Exercise objective:
Each line from the line holding "Each instance receives one keypoint. Annotate the tree canopy" through the last line should be written out exactly, with nothing else and no images.

─── Extracted records

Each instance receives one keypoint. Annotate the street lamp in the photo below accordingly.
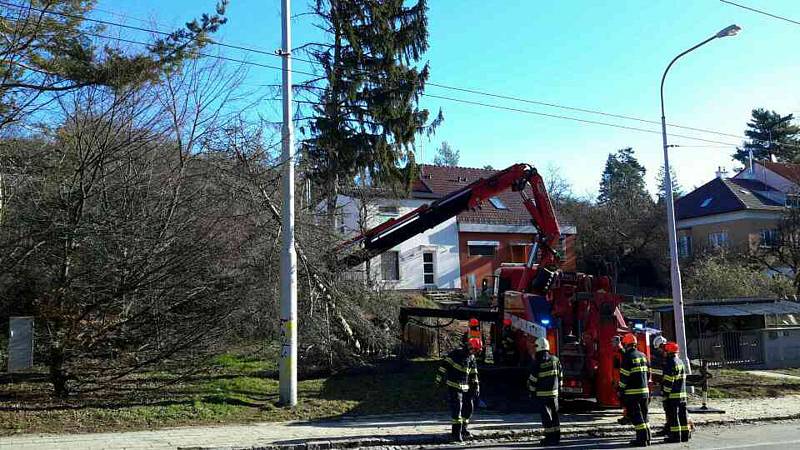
(675, 274)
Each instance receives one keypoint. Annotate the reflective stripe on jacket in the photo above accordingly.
(459, 370)
(673, 384)
(633, 374)
(546, 375)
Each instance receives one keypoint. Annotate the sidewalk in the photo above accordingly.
(409, 429)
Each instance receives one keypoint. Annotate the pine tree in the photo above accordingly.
(367, 114)
(51, 53)
(446, 155)
(771, 134)
(623, 180)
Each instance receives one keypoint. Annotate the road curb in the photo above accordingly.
(443, 438)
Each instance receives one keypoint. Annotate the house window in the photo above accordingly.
(519, 252)
(768, 238)
(388, 210)
(684, 246)
(497, 203)
(482, 248)
(390, 266)
(428, 269)
(718, 240)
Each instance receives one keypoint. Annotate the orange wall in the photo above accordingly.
(484, 266)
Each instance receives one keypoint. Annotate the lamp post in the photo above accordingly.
(675, 274)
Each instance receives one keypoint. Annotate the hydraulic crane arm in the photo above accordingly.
(394, 231)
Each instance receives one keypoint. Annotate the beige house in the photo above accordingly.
(739, 213)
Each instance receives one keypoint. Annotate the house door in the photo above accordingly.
(732, 346)
(428, 268)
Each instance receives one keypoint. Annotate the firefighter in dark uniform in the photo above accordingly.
(508, 345)
(657, 361)
(634, 390)
(459, 372)
(673, 385)
(543, 384)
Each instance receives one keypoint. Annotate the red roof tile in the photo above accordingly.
(437, 181)
(789, 171)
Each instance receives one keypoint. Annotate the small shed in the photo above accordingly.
(740, 332)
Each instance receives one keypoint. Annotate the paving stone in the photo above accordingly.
(386, 430)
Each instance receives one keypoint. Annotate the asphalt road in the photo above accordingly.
(784, 436)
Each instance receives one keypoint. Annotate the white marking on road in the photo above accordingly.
(761, 444)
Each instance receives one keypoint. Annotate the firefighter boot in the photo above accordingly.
(465, 434)
(455, 434)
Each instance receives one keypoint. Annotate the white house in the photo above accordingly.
(428, 260)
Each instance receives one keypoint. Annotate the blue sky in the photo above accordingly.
(599, 55)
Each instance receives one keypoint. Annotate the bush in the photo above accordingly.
(718, 277)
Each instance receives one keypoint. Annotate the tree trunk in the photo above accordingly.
(58, 376)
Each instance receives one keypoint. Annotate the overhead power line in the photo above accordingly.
(574, 119)
(443, 86)
(571, 108)
(774, 16)
(487, 105)
(439, 85)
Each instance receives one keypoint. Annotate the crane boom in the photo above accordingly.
(395, 231)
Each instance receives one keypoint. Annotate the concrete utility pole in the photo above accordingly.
(288, 366)
(675, 273)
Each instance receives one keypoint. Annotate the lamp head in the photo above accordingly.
(729, 31)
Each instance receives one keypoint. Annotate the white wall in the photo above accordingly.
(442, 240)
(768, 177)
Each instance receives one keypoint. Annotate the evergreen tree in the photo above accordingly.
(677, 191)
(771, 134)
(623, 180)
(446, 155)
(367, 114)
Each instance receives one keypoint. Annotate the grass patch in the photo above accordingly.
(237, 391)
(730, 383)
(789, 371)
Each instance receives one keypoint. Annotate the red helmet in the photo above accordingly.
(629, 339)
(671, 347)
(475, 344)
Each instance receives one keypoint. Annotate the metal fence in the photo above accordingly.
(729, 348)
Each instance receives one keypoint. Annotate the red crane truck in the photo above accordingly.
(579, 314)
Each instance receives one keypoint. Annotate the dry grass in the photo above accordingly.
(728, 383)
(239, 391)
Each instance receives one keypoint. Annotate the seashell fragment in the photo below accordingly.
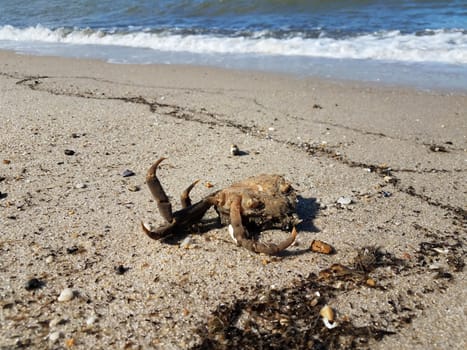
(344, 200)
(234, 150)
(327, 313)
(321, 247)
(370, 282)
(66, 295)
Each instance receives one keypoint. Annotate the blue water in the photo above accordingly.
(413, 42)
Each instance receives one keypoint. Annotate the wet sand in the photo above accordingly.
(69, 219)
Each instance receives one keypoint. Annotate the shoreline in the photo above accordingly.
(71, 220)
(424, 76)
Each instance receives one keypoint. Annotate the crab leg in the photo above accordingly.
(237, 231)
(185, 197)
(163, 203)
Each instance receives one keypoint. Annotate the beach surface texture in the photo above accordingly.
(380, 172)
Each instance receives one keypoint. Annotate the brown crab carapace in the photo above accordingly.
(257, 203)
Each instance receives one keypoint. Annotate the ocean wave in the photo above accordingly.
(439, 46)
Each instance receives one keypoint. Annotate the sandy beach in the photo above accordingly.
(395, 158)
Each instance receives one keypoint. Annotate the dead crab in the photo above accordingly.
(257, 203)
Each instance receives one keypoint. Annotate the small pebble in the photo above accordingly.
(344, 200)
(66, 295)
(120, 269)
(128, 173)
(185, 244)
(72, 250)
(234, 150)
(54, 336)
(91, 320)
(133, 188)
(34, 283)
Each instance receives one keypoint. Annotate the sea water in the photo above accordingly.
(420, 43)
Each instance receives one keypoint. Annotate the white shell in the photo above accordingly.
(66, 295)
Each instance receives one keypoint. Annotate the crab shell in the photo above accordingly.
(267, 201)
(257, 203)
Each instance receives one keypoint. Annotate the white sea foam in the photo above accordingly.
(437, 46)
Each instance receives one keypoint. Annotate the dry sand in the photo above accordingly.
(72, 221)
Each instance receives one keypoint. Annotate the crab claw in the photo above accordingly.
(163, 203)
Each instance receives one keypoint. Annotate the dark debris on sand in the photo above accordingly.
(283, 319)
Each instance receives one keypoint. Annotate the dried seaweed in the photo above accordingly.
(283, 319)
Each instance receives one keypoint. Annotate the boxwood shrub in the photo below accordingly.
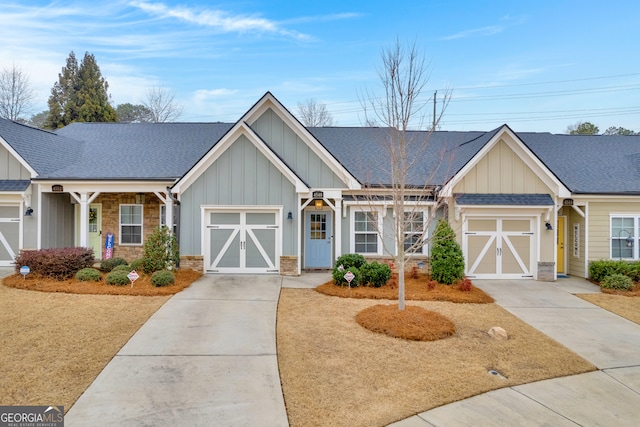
(88, 275)
(59, 263)
(162, 278)
(109, 264)
(117, 278)
(338, 276)
(375, 274)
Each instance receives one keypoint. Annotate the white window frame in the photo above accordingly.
(121, 224)
(425, 247)
(366, 209)
(618, 241)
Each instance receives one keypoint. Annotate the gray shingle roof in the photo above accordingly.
(144, 151)
(44, 151)
(139, 150)
(504, 199)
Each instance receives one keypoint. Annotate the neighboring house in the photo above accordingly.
(267, 195)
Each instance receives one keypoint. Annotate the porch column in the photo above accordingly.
(84, 200)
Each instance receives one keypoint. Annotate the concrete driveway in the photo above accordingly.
(608, 397)
(206, 358)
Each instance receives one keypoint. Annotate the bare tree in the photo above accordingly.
(161, 104)
(403, 110)
(313, 114)
(16, 94)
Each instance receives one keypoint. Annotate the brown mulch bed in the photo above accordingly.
(141, 287)
(335, 372)
(412, 323)
(415, 289)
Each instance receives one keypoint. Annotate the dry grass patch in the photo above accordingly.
(414, 289)
(141, 287)
(412, 323)
(334, 372)
(55, 344)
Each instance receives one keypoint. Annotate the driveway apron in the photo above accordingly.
(206, 357)
(607, 397)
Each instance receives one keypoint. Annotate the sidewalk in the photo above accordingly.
(607, 397)
(205, 358)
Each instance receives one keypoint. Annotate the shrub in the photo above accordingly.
(109, 264)
(598, 270)
(162, 278)
(465, 285)
(160, 251)
(351, 260)
(59, 263)
(122, 267)
(137, 265)
(447, 260)
(338, 276)
(88, 275)
(617, 281)
(117, 278)
(375, 274)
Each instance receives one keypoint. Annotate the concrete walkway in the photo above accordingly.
(207, 357)
(608, 397)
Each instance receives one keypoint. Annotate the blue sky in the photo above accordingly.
(537, 66)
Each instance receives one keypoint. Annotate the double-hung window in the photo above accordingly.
(365, 226)
(625, 230)
(414, 232)
(131, 224)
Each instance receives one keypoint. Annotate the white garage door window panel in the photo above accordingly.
(251, 244)
(500, 243)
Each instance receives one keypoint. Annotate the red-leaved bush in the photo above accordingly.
(59, 264)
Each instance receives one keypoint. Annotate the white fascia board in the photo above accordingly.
(15, 154)
(105, 186)
(214, 153)
(269, 101)
(518, 147)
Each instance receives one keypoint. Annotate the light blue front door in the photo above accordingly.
(318, 239)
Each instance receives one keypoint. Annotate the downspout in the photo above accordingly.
(176, 223)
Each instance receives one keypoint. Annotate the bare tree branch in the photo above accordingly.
(402, 108)
(162, 105)
(313, 114)
(16, 94)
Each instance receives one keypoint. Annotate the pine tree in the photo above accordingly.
(447, 260)
(80, 95)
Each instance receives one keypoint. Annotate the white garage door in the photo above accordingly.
(9, 234)
(244, 241)
(499, 248)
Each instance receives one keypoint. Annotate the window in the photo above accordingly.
(624, 236)
(414, 227)
(131, 224)
(365, 236)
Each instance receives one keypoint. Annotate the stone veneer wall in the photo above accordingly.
(288, 265)
(111, 221)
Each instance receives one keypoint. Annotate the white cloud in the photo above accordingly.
(218, 19)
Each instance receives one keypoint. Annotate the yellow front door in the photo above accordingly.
(560, 257)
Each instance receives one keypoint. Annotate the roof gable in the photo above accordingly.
(227, 140)
(521, 150)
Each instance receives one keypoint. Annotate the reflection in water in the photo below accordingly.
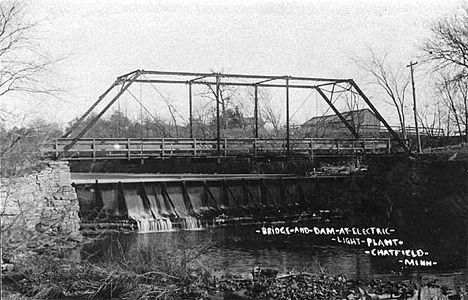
(238, 250)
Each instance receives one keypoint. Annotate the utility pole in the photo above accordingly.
(414, 107)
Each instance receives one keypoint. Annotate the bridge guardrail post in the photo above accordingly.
(311, 151)
(56, 148)
(225, 147)
(255, 147)
(128, 149)
(94, 148)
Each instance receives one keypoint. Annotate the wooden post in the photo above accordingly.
(311, 147)
(194, 147)
(287, 116)
(190, 110)
(56, 148)
(256, 111)
(128, 149)
(225, 147)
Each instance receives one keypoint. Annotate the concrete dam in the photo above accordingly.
(148, 202)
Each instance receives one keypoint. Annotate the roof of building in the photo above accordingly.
(348, 115)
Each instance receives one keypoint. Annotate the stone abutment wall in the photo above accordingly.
(43, 201)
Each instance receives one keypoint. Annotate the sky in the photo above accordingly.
(96, 41)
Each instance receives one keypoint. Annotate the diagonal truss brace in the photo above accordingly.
(379, 116)
(356, 135)
(126, 83)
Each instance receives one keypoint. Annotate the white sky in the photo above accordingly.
(100, 40)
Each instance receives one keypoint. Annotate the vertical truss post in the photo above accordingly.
(351, 129)
(190, 110)
(256, 110)
(218, 121)
(287, 117)
(379, 116)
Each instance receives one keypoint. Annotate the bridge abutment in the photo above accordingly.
(42, 201)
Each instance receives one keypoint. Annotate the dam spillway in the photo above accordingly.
(162, 202)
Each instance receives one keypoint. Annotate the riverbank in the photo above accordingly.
(47, 277)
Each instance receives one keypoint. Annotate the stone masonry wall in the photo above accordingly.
(44, 201)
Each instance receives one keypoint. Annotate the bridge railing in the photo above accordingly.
(118, 148)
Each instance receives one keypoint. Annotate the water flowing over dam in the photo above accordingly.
(167, 202)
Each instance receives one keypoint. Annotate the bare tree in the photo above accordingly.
(453, 94)
(448, 45)
(393, 81)
(270, 112)
(226, 97)
(447, 49)
(23, 63)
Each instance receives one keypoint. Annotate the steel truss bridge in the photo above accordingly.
(75, 146)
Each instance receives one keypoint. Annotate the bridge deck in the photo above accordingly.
(117, 148)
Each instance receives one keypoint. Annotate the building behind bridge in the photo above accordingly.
(364, 122)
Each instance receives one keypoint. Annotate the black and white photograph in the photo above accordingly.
(215, 149)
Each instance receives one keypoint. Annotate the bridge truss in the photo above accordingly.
(326, 88)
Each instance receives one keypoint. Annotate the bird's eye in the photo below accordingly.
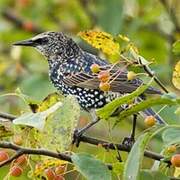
(41, 41)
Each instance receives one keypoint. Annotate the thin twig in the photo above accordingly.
(120, 147)
(151, 74)
(7, 116)
(21, 150)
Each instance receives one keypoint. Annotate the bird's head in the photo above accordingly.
(52, 44)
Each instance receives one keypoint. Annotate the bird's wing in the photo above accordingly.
(118, 81)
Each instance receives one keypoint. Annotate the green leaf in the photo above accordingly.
(147, 104)
(90, 167)
(171, 136)
(176, 47)
(177, 111)
(108, 109)
(59, 128)
(118, 168)
(152, 175)
(36, 120)
(135, 157)
(110, 22)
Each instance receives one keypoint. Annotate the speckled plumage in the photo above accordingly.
(69, 71)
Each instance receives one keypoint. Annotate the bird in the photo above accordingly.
(70, 72)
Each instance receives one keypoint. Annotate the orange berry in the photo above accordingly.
(171, 149)
(16, 171)
(175, 160)
(131, 75)
(60, 169)
(17, 139)
(3, 156)
(95, 68)
(21, 160)
(104, 86)
(50, 174)
(104, 76)
(59, 177)
(150, 121)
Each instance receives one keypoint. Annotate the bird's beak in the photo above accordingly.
(28, 42)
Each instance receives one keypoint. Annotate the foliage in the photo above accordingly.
(130, 34)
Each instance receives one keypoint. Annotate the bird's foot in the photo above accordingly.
(77, 137)
(128, 141)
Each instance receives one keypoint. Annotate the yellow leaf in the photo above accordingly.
(124, 38)
(176, 76)
(102, 41)
(47, 163)
(177, 172)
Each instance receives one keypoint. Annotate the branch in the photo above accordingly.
(120, 147)
(151, 74)
(85, 139)
(21, 150)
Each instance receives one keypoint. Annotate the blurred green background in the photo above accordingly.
(153, 25)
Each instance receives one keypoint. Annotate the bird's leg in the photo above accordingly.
(80, 132)
(129, 141)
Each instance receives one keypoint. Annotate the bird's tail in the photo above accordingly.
(151, 112)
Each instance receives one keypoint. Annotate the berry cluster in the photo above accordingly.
(104, 77)
(55, 173)
(17, 165)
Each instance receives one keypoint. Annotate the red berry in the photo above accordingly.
(175, 160)
(104, 86)
(50, 174)
(104, 76)
(3, 156)
(171, 149)
(21, 160)
(60, 169)
(17, 139)
(95, 68)
(131, 75)
(150, 121)
(59, 177)
(16, 171)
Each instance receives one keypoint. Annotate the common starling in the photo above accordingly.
(70, 72)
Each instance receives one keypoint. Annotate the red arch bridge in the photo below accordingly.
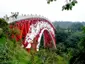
(31, 29)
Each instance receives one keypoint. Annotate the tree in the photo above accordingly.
(68, 6)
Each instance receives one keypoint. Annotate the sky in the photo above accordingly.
(52, 11)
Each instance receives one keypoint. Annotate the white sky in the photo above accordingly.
(40, 7)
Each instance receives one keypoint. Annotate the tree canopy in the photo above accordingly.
(68, 6)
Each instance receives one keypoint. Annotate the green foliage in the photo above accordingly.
(67, 6)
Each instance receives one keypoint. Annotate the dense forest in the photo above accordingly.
(70, 46)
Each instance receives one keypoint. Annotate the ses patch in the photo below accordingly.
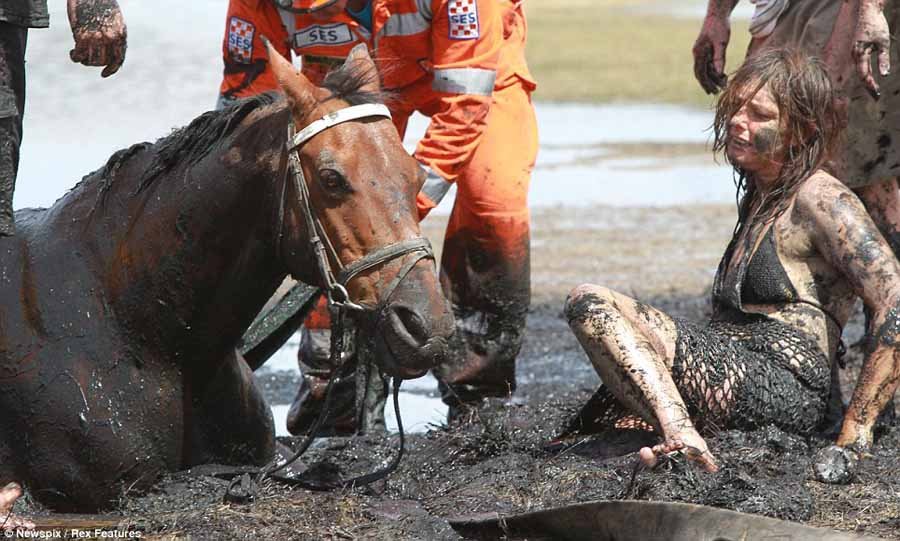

──────

Result:
Each instance receives one keypoint. Annotate the tree canopy in the photo above accordingly.
(68, 6)
Each instance receives one keypoint. Annotate the green foliage in the photo above accordingly.
(67, 6)
Each instance receives one keypoint. Annotate the dense forest in the photo above accordingly.
(70, 46)
Each instance receives one keypoint. Annotate the ses patch in the photo below accordingly.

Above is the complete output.